(Goal of the exercise):
Please write out every line of the entries below, requests included, and shift each x and y coordinate in the answers by adding -7 to it.

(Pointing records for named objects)

···

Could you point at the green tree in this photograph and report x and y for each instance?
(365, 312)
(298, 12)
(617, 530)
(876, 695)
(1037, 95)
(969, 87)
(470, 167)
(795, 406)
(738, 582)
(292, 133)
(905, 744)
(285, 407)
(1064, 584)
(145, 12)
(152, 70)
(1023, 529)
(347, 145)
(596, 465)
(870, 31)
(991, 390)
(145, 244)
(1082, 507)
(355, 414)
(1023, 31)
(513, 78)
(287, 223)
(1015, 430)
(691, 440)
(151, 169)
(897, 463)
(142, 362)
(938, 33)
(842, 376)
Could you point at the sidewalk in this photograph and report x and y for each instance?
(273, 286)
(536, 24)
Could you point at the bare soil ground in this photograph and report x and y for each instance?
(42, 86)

···

(Output):
Could you point at the green tree in this photograph and report x and y for each instance?
(358, 305)
(291, 5)
(610, 523)
(869, 688)
(1030, 88)
(962, 80)
(463, 160)
(788, 399)
(731, 575)
(285, 126)
(898, 737)
(278, 400)
(1057, 577)
(138, 5)
(145, 63)
(1016, 522)
(340, 138)
(589, 458)
(863, 24)
(984, 383)
(138, 237)
(1075, 500)
(348, 407)
(1016, 24)
(506, 71)
(280, 216)
(1008, 423)
(684, 433)
(144, 162)
(890, 456)
(135, 355)
(931, 26)
(835, 369)
Could you point at the sidewalk in this photograph and report x and y for each instance?
(266, 279)
(529, 17)
Could you point at the bare soil ground in this photograph and report x and y for each instance?
(35, 79)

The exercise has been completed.